[Point annotation records]
◇ ◇ ◇ ◇ ◇

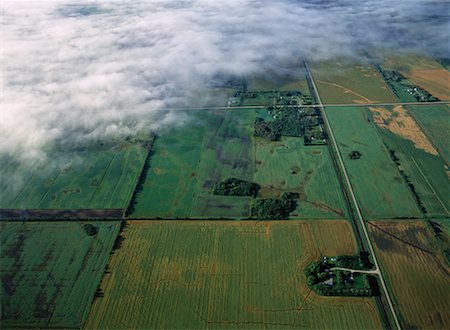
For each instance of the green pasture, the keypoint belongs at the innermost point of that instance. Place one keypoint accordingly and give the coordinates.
(435, 122)
(341, 81)
(73, 179)
(50, 272)
(289, 166)
(215, 274)
(378, 186)
(188, 160)
(426, 172)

◇ ◇ ◇ ◇ ◇

Exercise requirements: Pull out each line of the records that contains the word "belongs", treating uppercase and lowercase as different.

Written solution:
For each instance of the green pasture, the keypoint belongs at the innermost point of that instance. Place one keypoint accordingly and give the coordinates.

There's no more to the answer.